Your instructions
Repeat the material exactly, leaving nothing out.

[Dataset items]

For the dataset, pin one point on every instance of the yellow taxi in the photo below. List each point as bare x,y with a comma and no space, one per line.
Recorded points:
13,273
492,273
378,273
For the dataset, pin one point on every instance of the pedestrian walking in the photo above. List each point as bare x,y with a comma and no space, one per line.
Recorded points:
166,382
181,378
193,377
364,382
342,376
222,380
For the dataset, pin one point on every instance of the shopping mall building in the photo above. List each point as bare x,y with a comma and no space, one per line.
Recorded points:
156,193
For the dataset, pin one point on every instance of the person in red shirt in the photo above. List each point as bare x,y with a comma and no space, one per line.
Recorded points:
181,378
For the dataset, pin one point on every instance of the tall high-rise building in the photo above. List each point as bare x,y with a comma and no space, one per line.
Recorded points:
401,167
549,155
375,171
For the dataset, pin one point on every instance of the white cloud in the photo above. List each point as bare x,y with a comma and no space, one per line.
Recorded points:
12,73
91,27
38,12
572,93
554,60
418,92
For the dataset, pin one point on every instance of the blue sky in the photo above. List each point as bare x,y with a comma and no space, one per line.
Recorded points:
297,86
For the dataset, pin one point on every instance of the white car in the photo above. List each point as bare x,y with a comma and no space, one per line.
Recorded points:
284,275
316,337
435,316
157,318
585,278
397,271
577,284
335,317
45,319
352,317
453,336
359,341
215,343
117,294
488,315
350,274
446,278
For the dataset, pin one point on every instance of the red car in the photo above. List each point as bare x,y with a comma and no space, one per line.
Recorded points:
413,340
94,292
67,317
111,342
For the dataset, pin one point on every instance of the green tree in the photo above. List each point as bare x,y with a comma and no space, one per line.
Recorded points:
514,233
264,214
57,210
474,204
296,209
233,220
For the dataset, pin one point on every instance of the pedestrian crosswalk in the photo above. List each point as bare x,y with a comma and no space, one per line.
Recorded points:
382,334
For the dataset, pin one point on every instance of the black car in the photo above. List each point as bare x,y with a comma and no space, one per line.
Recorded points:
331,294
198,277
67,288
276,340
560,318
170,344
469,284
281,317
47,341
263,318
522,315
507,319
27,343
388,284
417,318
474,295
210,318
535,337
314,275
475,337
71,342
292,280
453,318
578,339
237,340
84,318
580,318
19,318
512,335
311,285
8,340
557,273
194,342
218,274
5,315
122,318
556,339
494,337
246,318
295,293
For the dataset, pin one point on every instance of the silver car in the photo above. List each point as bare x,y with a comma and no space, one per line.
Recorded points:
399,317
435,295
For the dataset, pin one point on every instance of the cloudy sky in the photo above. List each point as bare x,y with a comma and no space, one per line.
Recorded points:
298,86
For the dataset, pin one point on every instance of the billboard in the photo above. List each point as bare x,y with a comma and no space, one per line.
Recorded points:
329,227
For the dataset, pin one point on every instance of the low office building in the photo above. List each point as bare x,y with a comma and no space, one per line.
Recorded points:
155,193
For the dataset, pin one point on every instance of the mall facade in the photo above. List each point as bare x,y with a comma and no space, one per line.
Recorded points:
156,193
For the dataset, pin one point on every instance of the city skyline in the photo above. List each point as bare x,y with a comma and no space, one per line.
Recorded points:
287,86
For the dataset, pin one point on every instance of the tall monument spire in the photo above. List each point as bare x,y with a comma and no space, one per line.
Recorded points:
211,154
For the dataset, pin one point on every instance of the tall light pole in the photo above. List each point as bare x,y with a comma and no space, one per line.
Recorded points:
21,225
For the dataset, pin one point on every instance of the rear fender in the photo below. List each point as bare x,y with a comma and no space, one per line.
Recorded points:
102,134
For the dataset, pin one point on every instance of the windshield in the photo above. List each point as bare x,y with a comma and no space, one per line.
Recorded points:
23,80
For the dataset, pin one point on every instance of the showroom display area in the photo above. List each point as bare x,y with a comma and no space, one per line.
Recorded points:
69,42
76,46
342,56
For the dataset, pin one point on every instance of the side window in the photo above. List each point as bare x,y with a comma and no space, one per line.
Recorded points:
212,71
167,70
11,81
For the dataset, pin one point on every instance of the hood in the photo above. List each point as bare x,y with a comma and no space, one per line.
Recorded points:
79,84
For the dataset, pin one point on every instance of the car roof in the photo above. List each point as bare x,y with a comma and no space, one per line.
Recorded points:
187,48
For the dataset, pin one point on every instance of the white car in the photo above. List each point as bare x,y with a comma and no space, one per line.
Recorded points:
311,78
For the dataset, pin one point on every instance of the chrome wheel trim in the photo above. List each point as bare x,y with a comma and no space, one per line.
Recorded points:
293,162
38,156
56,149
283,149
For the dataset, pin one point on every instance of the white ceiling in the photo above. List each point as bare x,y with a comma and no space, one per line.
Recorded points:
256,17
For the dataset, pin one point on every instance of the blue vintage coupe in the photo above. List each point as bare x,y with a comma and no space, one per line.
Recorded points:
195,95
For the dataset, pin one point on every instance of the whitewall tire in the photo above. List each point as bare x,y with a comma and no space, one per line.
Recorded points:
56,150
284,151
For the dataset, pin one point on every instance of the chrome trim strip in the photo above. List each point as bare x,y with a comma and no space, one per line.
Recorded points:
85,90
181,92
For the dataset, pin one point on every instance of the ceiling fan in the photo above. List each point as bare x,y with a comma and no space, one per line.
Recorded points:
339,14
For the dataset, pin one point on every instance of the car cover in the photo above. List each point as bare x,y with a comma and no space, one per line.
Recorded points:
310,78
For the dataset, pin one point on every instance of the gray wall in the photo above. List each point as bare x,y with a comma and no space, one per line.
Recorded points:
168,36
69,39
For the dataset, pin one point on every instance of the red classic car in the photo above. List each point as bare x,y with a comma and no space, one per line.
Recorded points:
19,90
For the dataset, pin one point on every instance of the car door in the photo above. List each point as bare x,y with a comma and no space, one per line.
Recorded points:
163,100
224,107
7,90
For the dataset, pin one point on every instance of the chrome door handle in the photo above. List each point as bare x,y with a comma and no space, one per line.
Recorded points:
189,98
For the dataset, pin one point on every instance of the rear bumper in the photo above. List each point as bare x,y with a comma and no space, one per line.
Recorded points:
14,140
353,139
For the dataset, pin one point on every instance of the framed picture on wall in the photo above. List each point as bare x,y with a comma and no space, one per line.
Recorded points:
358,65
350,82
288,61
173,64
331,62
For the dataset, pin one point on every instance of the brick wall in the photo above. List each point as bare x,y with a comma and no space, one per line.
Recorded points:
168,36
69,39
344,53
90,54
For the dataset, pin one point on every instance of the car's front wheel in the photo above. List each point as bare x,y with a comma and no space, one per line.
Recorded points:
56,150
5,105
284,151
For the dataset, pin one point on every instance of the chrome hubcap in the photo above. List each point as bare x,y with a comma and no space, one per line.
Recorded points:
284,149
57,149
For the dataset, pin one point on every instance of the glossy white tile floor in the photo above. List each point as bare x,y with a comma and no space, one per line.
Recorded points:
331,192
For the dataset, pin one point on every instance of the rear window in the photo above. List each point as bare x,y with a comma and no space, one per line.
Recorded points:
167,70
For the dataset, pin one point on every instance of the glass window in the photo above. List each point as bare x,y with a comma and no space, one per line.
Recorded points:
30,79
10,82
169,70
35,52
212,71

In response
For the dataset, pin one point on every instance of the yellow taxi in the photo below. List each point as bare x,y with a comma and no space, one per line.
Recorded points:
13,273
492,273
378,273
For the dataset, pin one point on every instance of the pedestrian walking in the photo above. List each point as bare x,y with a comma and no space, one per line.
Recorded points:
166,382
181,378
193,377
364,382
342,376
222,380
For the dataset, pin one point on every instance of the shopping mall building in the photo above. List each point as bare x,y with a comma and no space, one per line.
Recorded points:
156,193
For the dataset, pin one point on every instance of the person in red shirt in the photo above. List each point as bare x,y with a comma and no space, one per line.
Recorded points:
181,378
For the dataset, pin one point on every instance of the tall high-rise building in the photo above. List each point as bare x,y with a comma and no space, one per line.
Recorded points:
401,167
549,155
375,171
For the dataset, pin one point on every instance of the white cloud in the photo above. List each point as bare x,y with a comma and no space, one per line.
Recorded points:
12,73
91,27
38,12
572,93
554,60
418,92
For the dataset, pin one point on every instance of the blue sky in the photo above. List each point as bare x,y with a comma and no space, one per line.
Recorded points:
297,86
For the dataset, pin one point on every instance of the white car in the photo above. List each point as bare x,y with a comma and no space, one per line.
Recorded points:
284,275
316,337
435,316
157,318
585,278
397,271
577,284
335,317
45,319
352,317
453,336
359,341
215,343
117,294
488,315
350,274
446,278
For the dataset, pin one point on every instance of the red car in the photo above. List each point as bare x,y with a comma and no space, one per line.
Recorded points:
413,340
94,292
67,317
111,342
For the dataset, pin one point on every instance of the green tree in the photo above. List each point as bare x,y with a comma and no space, one per line.
Recorded points:
514,233
264,214
57,210
474,204
296,209
233,220
For the dataset, pin one point on every instance of the pedestrian crosswalk in the photo above. List each point as bare x,y with a comma and no space, one per line.
Recorded points:
382,334
For the dataset, pin one point on every instance of the black car in the photo above. List each point as bare x,y with a comma and no space, one per line.
Recorded points:
331,294
198,277
67,288
276,340
560,318
170,344
469,284
281,317
47,341
263,318
522,315
507,319
27,343
388,284
417,318
474,295
210,318
535,337
314,275
475,337
71,342
292,280
453,318
578,339
237,340
84,318
580,318
19,318
512,335
311,285
8,340
557,273
194,342
218,274
5,315
122,318
556,339
494,337
246,318
295,293
For the dataset, pin one point on every instance of the silver car in the photo above. List each point as bare x,y with a comma and no space, one per line.
Recorded points:
399,317
435,295
For the dataset, pin one point on every instance of the cloudy sky in the photo above. List each point as bare x,y with a comma and no space, one per line.
Recorded points:
298,86
For the dataset, pin one point on every instance of the billboard in the photo above. List each point as bare x,y with a comma and no space, one per line.
Recorded points:
329,227
For the dataset, pin one point on every instance of the low office building in the photo above. List each point as bare x,y with a comma and no space, one per line.
Recorded points:
155,193
For the dataset, pin one point on every instance of the mall facade in the photo above. List each point as bare x,y with a comma and no space, one per line.
Recorded points:
156,193
For the dataset, pin one point on every instance of the city skyline in the photo above. List each point as bare x,y with a comma and no space, one per line.
Recorded points:
287,86
For the dataset, pin one point on every instance of the tall monument spire in the photo above. List each point as bare x,y with a comma and no space, one per line.
Recorded points:
211,154
For the dataset, pin one point on every instance of the tall light pole in the photo above. List each point as bare x,y with a comma and no space, one per line.
Recorded points:
21,225
For the dataset, pin one point on every instance of the rear fender in the photo below. List each point as bare x,y with a comma and no space, one per line.
Recorded points:
102,134
For the dataset, pin one point on every instance of the windshield in the photo above. List each point as bare x,y with a comma and no space, one per line.
Recorded points:
23,80
For the dataset, pin one point on every instance of the showroom display area in the photo above. List each point as bare x,y with a comma and no space, one per line.
Recorded points:
69,42
76,46
342,56
For the dataset, pin one point on every instance of the side window in the photo above. List each point as bare x,y with a comma and no space, one per line.
Recorded points:
212,71
167,70
11,81
For the dataset, pin one point on every instance of the hood in the photo above. List each point as bare x,y with a comma and no space, one per line.
Recorded points:
79,84
For the dataset, pin one point on every instance of the car roof in the photo above. List each point as bare x,y with a comma and no space, one per line.
Recorded points:
187,48
For the dataset, pin one point on every instance of the white car in the photo above. List each point as bare x,y with a comma and no space, one per line.
Recorded points:
311,78
For the dataset, pin one point on every instance of the chrome wheel trim in the photo above. List each point as bare x,y with a comma and no space, one per line.
Recorded points:
293,162
38,156
56,149
283,149
For the dataset, pin one point on every instance of the white ceiling in the photo above. List each point as bare x,y with a comma and no space, one per line.
Recorded points:
256,17
For the dataset, pin one point on every instance of the blue vintage coupe in the photo above. List each point as bare x,y with a comma and no space, one per line.
Recorded points:
195,95
For the dataset, pin one point on every instance of the whitewall tire in the photo above. List each point as bare x,y with a comma and no space, one per line.
Recorded points:
56,150
284,151
For the dataset, pin one point on every instance of the chrome trim strip in the photo above. List each point as bare x,y with a comma and no space, one per line.
Recorded points:
85,90
181,92
For the dataset, pin one point on every instance of the ceiling fan in the photo above. List each point as bare x,y with a comma and no space, one per line.
Recorded points:
339,14
For the dataset, pin one point on every instance of the car cover in the photo above. List each point as bare x,y with a comma and no space, one per line.
Recorded points:
310,78
For the dataset, pin one point on every instance of the gray wall in the photo above. List each point as bare x,y with a comma and no space, one per line.
Recorded points:
168,36
69,39
For the dataset, pin one point on every instance of the red classic car in the photo above. List each point as bare x,y with a comma and no space, one per line.
Recorded points:
19,90
For the dataset, pin one point on every instance of the car door in the photo above. List each point as bare x,y with a comma and no space, one per line.
Recorded points:
163,100
224,107
7,90
For the dataset, pin one point on every instance of the chrome door handle in the photo above. List each point as bare x,y with a comma and no space, one per line.
Recorded points:
189,98
For the dataset, pin one point on every instance of the rear bumper in the photo above. List each point as bare x,y with a comma and no space, one per line.
Recorded points:
14,140
353,139
For the dataset, pin one point on every instance of the framed picture on wall in the photo above. List each point as bare x,y with a comma and no space, one per line.
Recorded points:
358,65
350,82
288,61
173,64
331,62
For the dataset, pin one point on every instance of the brick wall in the photo above. List each point as bare x,y with a comma and no space, one per line.
Recorded points:
168,36
69,39
344,53
90,54
For the dataset, pin one point on every instance of the car's front wheel in the photo above. List each point as bare x,y with a comma and no space, one per line.
Recorded points:
56,150
5,105
284,151
For the dataset, pin one point on every instance of the chrome hubcap in the photo above. List each point as bare x,y with a comma and no space, one per line.
Recorded points:
284,149
57,149
For the dataset, pin one point on every instance of the glossy white tile floor in the photo above. List each point as bare x,y with a comma and no space, one per line.
Recorded points:
331,192
For the dataset, pin one point on every instance of the rear window in the photo above. List each point as bare x,y with a comma and no space, one per line.
Recorded points:
167,70
For the dataset, pin one point on every instance of the glass window in the photo above. List each point as bare x,y with a comma and no space, one per line.
Recorded points:
30,79
10,82
169,70
35,52
212,71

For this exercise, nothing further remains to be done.